> _WHAT YOU ARE ASKED TO DO_
Reproduce the records below exactly, with nothing altered.

[Records from a data source]
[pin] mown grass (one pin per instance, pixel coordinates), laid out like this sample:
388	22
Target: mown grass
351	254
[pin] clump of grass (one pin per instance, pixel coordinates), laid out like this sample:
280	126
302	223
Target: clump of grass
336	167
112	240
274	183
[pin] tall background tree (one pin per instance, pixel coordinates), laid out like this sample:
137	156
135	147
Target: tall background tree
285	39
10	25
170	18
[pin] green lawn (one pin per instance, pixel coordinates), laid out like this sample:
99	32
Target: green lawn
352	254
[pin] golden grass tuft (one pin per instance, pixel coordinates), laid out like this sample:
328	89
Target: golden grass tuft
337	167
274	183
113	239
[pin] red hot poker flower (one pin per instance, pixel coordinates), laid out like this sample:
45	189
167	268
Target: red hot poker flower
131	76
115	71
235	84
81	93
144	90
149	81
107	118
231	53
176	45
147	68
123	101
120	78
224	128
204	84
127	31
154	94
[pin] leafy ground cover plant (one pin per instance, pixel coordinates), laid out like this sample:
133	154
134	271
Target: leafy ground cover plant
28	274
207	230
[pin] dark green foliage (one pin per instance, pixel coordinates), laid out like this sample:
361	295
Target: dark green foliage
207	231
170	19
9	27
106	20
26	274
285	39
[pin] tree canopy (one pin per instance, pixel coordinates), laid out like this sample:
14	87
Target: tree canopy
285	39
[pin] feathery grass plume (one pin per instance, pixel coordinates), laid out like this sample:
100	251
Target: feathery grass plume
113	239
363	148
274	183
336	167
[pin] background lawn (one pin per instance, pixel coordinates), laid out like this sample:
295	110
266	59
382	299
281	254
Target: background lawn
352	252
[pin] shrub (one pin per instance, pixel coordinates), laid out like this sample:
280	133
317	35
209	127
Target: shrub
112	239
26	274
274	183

> _SOLUTION TO THIS PROBLEM_
[pin] mown grass (one pin per instance, pixel coordinates), laid out like this sample:
388	22
Target: mown grass
351	254
[pin] clump of grass (one pin per instance, pixel coordinates), laid out like this sample:
280	126
302	223
Target: clump of grass
336	167
112	240
274	183
[pin] tall background tree (one pin per instance, pixel coordinates), laid out like this sample:
137	156
135	147
Target: tall background tree
285	39
10	25
170	18
[pin] green lawn (one pin per instance, pixel coordinates), laid out like this sample:
99	32
Target: green lawn
352	254
[pin] golden grass tuft (one pin per instance, pixel coordinates), laid out like this sample:
328	89
Target: golden grass tuft
337	167
274	183
113	239
[pin] red hot poker flower (one pin per instance, pixel coordinates), laid out like this sample:
45	189
167	268
Target: red hot poker flower
131	76
115	71
235	84
81	93
144	90
149	81
107	118
231	53
176	45
147	68
123	101
120	78
224	128
204	84
127	31
154	94
[pin] leafy ground cover plant (one pin per instance, pixel coordinates), laid out like this sample:
133	154
134	271
Target: leafy ground cover plant
28	274
207	230
[pin] dark green foliage (one pin per instance, pixel coordinates), laid out like this sample:
361	295
Target: dark green foliage
207	231
170	19
9	27
106	20
26	274
285	39
[pin] tree canopy (one pin per instance, pixel coordinates), laid out like this sample:
14	87
Target: tree canopy
285	39
[pin] feathery grass plume (one pin per instance, pixel coordinates), laid out like this sample:
100	251
Target: feathery grass plume
113	239
363	148
274	183
336	167
[pin] background lawn (one pin per instance, pixel coordinates), laid out like this sample:
295	110
266	59
382	299
281	254
Target: background lawn
352	252
[pin] shrub (one pin per instance, pixel coordinates), laid out like this sample:
280	133
317	35
209	127
Target: shrub
112	239
26	274
274	183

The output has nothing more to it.